** start **
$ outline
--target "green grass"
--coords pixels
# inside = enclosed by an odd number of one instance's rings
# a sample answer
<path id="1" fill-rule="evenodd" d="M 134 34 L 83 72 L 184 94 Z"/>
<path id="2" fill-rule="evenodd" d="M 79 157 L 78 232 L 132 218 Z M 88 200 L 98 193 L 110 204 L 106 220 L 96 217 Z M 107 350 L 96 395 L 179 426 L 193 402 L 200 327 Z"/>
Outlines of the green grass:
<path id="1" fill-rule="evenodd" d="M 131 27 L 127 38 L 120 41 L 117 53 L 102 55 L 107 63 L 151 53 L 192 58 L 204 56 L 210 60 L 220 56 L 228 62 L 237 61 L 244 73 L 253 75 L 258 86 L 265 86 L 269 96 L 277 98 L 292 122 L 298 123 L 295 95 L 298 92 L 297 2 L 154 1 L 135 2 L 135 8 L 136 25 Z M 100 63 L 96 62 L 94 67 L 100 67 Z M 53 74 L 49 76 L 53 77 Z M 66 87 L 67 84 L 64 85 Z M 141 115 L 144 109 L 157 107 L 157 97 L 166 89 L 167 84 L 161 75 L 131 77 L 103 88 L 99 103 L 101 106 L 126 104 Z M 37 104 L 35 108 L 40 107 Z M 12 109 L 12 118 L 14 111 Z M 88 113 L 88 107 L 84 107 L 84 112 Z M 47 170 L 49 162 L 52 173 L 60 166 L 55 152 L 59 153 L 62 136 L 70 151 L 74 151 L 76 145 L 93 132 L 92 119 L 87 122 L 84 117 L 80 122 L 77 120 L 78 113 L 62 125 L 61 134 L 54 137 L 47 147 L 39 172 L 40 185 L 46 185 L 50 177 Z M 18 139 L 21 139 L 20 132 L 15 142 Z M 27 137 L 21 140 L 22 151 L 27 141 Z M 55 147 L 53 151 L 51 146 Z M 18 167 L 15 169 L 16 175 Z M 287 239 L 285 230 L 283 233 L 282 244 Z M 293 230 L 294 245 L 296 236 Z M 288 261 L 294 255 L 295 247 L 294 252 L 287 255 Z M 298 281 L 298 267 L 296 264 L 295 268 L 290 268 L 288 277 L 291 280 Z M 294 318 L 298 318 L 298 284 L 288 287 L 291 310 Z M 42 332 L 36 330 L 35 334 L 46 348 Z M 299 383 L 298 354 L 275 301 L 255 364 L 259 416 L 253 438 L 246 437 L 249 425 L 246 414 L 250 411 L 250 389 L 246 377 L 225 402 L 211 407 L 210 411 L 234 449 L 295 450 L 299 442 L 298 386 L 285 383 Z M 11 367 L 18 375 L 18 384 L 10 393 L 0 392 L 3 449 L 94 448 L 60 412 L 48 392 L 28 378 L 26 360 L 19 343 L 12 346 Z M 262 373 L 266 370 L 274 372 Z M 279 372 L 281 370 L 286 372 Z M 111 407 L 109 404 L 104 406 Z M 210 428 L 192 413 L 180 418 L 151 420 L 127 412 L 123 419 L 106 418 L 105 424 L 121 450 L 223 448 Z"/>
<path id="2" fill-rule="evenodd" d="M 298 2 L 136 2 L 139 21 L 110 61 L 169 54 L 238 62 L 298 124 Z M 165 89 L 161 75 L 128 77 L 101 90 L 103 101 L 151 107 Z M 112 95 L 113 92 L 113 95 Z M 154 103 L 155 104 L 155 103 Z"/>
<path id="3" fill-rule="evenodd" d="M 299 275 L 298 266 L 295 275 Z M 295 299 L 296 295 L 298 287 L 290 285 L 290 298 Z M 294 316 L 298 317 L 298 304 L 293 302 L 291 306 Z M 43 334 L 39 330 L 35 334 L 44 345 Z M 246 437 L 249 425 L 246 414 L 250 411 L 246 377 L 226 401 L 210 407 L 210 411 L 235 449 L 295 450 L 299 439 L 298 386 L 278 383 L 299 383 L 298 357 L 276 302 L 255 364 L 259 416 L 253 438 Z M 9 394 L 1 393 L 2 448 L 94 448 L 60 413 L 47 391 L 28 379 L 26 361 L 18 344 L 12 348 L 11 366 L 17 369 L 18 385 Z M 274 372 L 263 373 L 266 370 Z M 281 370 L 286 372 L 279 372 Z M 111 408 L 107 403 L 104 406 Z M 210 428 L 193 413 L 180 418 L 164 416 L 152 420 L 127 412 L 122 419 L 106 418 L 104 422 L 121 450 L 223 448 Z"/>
** end **
* YOUR OBJECTIVE:
Copy out the material above, from its first line through the line containing "Outlines of the", without changing anything.

* RESULT OF THE EXERCISE:
$ outline
--target "green grass"
--coords pixels
# inside = enclosed by an odd number of one instance's rings
# a sample answer
<path id="1" fill-rule="evenodd" d="M 134 34 L 83 72 L 184 94 Z"/>
<path id="2" fill-rule="evenodd" d="M 79 157 L 78 232 L 132 218 Z M 88 200 L 98 193 L 110 204 L 106 220 L 96 217 Z M 107 350 L 96 395 L 179 426 L 193 402 L 200 327 Z"/>
Outlines of the green grass:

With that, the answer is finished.